## Passage:
________________________________________

The Next (Re)generation

One major challenge confronting ophthalmology is the restoration of vision in advanced glaucoma and traumatic optic neuropathy (TON) patients. Image formation is dependent on the transmission of visual information to the brain by retinal ganglion cells (RGCs) via their axons. It is these axons which deteriorate or become dysfunctional in glaucoma and TON, resulting in blindness. Although most TON patients do still have an intact and functional imaging system, restoring function in the central nervous system (CNS) following injury or disease depends on the regrowth of axons from surviving neurons. Patients with motor neuron disorders, stroke, viral infection, spinal cord injury, glaucoma, or TON blindness are all impacted by the CNS’ inability to self-repair and face an absence of effective treatments.

Given its accessibility for evaluating RGC damage and recovery, the eye is one of the most desirable models for CNS injury restorative research; numerous researchers have investigated it intensively over the past 30 years (1) . In our own research, we address CNS regeneration in two distinct but synergistic ways. First, we use high throughput multi-omics to identify the proteins, lipids, metabolites, and small molecules involved in CNS injury and regeneration. Second, with the use of computerized natural language processing, we link our results with published research from the last three decades to produce networks that are cohesive and complementary.

Through these two approaches, we’re aiming to create small compounds that can be readily delivered to restore injured nerves. Using the optic nerve of model organisms, we have already observed the regeneration of axons in response to the administration of certain candidates. This exciting preliminary finding is why we have several teams in our Bhattacharya Laboratory currently working on identifying distinct but concerted and convergent pathways and molecules that could promote axon regeneration, ultimately restoring vision.

Although our initial results require further validation, they have the potential for a variety of medicinal uses. We also expect that a mixture of molecules will repair axons across a broad age range of patients, which is absolutely crucial in the clinical domain. In particular, we investigated one metabolic pathway, usually investigated in cancer research due to the growth suppression ability of molecules in the pathway and adapted some of its principles to neuron growth. Our objective was to achieve growth through the use of small chemicals without the need for viral vectors and genetic modification and we ultimately discovered molecular (ant)agonists for receptors and downstream factors of growth promoting pathways that produced results that were astonishingly unusual – in a very good way! We saw long-distance growth that encompassed the entire area of the nerve. As shown in Figure 1. the growth is zig-zag, not in a straight line.

Unprecedented growth was induced by one treatment combination, resembling that of mice with defective astrocytes or oligodendrocytes rather than retinal ganglion cells in the optic nerve, resulting in a variety of abnormalities, including improper myelination. The growth promoting effects of these molecules were also confirmed to be transient thanks to endogenous cellular machinery which degrades them, indicating that fine control of the regenerative action of these molecules can be safely exerted over time. Additional research indicates the possibility of an early combinatorial delivery therapy along these lines.

The approach – and initial success – in our laboratory suggest that identification of molecules in the near future can be tested and applied to not just TON patients and ophthalmology as a discipline, but could extend into other areas of the CNS, offering a new approach to spinal cord injuries and other traumatic nerve injuries.

Authors declare no financial conflict of interest.

________________________________________

## Entries provided:
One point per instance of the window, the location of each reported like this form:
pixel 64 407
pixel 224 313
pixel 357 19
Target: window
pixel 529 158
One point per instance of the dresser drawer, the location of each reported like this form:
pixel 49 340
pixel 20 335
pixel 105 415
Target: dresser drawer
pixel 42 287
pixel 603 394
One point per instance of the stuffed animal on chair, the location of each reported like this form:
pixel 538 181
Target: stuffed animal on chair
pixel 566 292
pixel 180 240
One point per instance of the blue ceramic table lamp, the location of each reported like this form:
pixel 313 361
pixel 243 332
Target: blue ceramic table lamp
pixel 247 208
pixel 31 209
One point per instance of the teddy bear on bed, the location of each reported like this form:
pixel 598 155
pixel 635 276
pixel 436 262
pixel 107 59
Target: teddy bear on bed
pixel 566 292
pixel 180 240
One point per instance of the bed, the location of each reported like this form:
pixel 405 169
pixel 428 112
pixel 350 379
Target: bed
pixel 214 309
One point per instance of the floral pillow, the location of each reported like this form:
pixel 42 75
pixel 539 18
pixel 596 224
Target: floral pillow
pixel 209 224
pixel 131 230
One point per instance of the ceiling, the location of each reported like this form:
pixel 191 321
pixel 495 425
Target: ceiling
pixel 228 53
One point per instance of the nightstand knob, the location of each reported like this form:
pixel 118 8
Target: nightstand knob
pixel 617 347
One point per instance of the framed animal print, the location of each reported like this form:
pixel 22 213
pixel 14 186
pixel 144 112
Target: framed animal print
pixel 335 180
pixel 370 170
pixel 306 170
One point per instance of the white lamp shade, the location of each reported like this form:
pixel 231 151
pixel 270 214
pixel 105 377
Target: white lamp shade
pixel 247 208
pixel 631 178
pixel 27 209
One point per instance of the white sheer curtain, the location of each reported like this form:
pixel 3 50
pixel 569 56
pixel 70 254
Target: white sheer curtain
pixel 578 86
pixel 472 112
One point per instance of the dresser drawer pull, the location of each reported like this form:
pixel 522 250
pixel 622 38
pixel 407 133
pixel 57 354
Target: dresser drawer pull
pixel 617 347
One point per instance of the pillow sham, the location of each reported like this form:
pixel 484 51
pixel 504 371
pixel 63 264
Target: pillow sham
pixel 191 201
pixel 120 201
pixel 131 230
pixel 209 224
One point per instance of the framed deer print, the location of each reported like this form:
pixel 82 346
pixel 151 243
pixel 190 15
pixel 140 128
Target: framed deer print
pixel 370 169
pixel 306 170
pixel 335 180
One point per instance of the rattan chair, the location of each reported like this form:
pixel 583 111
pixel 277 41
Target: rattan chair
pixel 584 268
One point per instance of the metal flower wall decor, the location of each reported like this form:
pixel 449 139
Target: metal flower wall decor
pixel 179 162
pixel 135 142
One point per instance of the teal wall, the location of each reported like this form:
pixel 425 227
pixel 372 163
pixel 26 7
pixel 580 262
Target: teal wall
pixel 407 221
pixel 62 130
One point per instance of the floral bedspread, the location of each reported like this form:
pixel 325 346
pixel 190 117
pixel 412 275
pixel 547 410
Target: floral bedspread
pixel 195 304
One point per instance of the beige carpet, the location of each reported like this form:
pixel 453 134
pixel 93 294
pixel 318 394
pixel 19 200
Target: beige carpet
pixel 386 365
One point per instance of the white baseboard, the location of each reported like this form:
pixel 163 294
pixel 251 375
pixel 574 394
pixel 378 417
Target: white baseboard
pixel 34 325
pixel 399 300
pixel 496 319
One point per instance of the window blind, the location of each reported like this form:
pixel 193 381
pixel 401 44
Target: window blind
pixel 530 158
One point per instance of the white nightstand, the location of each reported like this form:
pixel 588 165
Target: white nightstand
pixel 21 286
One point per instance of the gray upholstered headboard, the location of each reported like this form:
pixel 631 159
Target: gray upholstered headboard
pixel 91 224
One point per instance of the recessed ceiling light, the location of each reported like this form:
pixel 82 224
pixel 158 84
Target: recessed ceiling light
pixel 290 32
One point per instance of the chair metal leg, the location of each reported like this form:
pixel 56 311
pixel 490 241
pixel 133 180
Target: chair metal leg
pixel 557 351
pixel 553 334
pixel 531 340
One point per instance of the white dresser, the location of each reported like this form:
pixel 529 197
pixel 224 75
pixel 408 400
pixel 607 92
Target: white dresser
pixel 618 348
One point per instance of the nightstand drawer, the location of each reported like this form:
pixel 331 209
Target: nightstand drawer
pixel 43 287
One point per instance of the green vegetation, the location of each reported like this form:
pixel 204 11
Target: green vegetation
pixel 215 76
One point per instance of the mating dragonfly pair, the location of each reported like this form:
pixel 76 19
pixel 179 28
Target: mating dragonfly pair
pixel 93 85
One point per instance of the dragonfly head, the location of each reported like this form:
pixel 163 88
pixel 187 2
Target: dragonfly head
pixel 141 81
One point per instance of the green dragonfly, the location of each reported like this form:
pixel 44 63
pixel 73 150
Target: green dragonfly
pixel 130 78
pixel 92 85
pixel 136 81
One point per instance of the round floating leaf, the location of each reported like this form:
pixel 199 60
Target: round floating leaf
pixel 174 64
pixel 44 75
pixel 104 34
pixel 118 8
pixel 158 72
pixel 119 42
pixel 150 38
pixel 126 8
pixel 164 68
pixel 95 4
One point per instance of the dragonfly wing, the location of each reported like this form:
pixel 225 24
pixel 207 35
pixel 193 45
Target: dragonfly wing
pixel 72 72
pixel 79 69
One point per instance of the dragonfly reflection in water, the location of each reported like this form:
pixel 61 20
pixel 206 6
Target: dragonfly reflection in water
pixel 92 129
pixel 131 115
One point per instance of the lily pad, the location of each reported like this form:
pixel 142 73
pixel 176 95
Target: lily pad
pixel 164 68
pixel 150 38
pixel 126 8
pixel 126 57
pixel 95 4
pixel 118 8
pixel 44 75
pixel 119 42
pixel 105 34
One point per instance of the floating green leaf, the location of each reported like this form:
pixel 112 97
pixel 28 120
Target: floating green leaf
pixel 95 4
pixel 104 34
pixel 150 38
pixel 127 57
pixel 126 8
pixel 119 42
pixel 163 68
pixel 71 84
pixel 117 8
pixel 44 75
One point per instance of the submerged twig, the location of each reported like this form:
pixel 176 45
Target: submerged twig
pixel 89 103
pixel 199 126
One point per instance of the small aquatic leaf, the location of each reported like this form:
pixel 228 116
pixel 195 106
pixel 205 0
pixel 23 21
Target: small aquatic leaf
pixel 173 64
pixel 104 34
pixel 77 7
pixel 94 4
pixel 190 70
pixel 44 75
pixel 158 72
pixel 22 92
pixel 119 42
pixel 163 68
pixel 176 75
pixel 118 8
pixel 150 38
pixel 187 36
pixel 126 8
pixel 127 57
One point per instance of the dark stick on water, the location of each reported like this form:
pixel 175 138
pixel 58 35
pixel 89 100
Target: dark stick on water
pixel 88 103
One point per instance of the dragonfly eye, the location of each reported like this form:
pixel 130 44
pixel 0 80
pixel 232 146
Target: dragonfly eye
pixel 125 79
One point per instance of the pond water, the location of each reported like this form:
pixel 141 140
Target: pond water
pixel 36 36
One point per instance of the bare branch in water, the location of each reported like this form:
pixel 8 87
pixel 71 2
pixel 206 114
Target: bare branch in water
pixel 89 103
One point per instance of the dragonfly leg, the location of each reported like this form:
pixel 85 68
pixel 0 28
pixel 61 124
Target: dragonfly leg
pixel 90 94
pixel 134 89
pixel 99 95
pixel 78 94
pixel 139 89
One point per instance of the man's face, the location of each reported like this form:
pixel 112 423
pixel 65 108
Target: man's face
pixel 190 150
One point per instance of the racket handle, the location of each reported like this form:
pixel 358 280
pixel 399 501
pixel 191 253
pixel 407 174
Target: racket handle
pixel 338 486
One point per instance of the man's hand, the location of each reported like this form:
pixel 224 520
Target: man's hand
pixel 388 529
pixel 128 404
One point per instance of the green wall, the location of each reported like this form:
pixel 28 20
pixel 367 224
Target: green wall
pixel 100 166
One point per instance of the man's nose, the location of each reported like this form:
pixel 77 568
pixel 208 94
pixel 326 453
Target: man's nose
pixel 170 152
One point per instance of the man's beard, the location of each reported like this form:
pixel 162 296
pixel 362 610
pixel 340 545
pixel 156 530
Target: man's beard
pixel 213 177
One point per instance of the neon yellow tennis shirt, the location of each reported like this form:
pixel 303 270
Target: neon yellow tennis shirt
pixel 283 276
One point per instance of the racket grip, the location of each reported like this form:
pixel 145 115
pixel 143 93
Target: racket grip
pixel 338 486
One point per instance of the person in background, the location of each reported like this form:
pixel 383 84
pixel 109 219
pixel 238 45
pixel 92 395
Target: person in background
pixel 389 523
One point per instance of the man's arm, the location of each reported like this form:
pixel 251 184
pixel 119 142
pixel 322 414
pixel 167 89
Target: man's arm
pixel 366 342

________________________________________

## What needs to be done:
Copy the passage on optic nerve regeneration from "The approach –" to "conflict of interest." word for word.

## Output of the task:
The approach – and initial success – in our laboratory suggest that identification of molecules in the near future can be tested and applied to not just TON patients and ophthalmology as a discipline, but could extend into other areas of the CNS, offering a new approach to spinal cord injuries and other traumatic nerve injuries.

Authors declare no financial conflict of interest.